Location annotation dataset excerpts
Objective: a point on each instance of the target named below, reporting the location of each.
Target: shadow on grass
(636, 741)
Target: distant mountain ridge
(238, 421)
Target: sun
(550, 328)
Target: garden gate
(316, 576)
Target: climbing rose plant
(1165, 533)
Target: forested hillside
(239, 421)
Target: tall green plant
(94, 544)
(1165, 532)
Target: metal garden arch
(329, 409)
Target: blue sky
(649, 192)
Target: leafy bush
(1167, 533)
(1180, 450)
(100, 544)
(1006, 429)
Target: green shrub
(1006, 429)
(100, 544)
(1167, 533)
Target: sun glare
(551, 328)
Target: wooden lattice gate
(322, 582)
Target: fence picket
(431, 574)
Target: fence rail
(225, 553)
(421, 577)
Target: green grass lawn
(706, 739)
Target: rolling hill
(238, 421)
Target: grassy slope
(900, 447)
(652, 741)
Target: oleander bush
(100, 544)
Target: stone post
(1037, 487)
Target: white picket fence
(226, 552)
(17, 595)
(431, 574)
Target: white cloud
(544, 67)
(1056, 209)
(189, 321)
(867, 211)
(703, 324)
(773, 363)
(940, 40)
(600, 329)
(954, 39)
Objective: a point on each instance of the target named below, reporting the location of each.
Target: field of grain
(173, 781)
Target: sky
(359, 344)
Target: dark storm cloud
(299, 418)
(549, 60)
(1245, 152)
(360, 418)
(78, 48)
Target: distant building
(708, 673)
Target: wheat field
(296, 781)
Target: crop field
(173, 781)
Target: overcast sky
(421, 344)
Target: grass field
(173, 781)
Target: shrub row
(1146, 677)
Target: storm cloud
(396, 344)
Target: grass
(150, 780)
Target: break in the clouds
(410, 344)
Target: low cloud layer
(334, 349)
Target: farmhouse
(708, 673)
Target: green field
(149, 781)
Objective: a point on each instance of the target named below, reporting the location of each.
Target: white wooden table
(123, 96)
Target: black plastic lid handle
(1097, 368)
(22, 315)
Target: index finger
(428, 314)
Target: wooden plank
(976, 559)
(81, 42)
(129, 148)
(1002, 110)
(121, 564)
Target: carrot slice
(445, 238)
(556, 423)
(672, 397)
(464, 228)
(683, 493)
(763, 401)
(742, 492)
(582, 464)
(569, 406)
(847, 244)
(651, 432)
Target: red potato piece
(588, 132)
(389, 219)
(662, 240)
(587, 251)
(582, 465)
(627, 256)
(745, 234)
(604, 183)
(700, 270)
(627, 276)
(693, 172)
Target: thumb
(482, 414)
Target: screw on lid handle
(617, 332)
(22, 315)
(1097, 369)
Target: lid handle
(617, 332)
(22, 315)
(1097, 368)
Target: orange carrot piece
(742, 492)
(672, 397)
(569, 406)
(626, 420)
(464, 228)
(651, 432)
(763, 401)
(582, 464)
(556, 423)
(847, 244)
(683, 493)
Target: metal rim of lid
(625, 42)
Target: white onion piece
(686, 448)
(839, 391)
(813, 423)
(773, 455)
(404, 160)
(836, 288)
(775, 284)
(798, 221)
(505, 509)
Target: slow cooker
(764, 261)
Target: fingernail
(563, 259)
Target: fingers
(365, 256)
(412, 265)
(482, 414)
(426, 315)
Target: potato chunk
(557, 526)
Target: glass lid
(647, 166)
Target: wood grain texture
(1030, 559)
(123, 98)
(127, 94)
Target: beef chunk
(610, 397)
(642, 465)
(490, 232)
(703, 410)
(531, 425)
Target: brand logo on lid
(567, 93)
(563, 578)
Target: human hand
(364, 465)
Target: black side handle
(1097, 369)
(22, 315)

---

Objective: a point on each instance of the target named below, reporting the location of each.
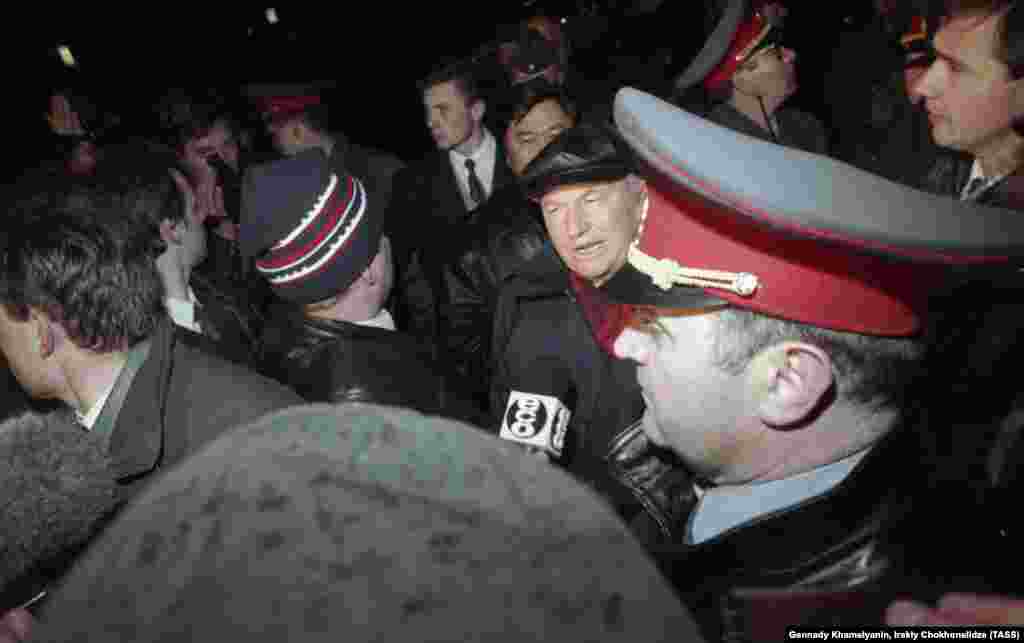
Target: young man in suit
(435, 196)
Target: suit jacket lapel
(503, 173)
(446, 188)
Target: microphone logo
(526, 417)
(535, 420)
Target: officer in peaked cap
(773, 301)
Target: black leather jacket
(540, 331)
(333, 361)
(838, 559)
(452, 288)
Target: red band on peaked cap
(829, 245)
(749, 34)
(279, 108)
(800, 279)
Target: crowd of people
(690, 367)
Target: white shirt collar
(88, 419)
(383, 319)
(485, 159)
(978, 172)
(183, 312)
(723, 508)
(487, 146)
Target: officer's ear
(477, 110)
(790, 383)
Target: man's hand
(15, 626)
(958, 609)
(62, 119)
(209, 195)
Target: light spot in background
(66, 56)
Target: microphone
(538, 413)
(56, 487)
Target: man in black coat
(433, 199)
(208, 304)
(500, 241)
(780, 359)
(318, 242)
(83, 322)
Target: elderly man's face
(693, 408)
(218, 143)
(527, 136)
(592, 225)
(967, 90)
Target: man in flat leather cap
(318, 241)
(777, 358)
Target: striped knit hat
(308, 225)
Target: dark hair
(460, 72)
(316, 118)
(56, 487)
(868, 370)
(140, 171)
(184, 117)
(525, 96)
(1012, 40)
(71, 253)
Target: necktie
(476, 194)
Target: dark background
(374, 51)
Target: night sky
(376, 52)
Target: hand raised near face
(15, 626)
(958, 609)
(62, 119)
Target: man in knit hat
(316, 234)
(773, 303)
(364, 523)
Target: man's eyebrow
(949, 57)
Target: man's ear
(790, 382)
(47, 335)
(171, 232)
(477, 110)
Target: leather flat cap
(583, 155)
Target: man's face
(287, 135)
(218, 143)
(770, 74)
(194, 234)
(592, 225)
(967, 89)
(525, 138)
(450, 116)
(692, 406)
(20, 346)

...

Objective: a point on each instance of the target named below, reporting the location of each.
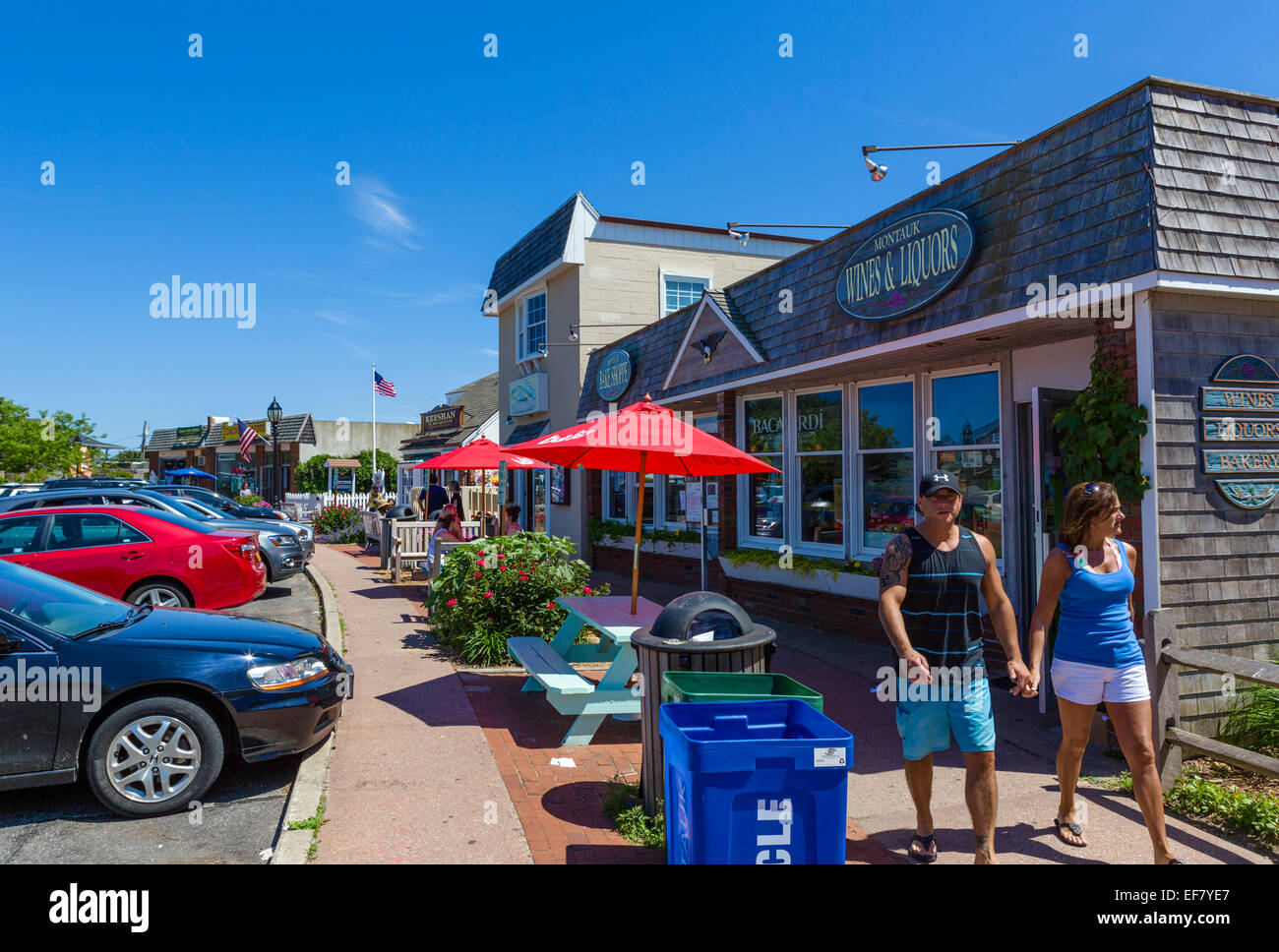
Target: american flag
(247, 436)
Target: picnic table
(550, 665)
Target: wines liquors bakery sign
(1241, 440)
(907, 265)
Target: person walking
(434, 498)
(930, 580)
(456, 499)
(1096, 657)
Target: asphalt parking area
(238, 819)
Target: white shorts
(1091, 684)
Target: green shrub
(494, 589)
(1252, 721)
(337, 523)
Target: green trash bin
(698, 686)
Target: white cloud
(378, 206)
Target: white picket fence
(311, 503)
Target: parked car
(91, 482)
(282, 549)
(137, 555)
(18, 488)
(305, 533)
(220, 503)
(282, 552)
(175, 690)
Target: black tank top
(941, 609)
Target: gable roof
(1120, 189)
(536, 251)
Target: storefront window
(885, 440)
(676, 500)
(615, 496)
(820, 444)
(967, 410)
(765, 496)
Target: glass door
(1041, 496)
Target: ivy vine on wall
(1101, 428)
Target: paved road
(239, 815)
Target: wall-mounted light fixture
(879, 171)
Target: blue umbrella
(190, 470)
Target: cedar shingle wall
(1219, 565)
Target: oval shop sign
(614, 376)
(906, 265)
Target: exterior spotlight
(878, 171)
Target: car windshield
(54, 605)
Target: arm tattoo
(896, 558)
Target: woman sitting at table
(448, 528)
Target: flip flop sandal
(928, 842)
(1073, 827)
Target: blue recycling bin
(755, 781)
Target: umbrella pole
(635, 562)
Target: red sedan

What to work on
Select each line of the entries above that contains the string "bush". Letter case must match.

Correct answer
Target: leafy bush
Target: oleander bush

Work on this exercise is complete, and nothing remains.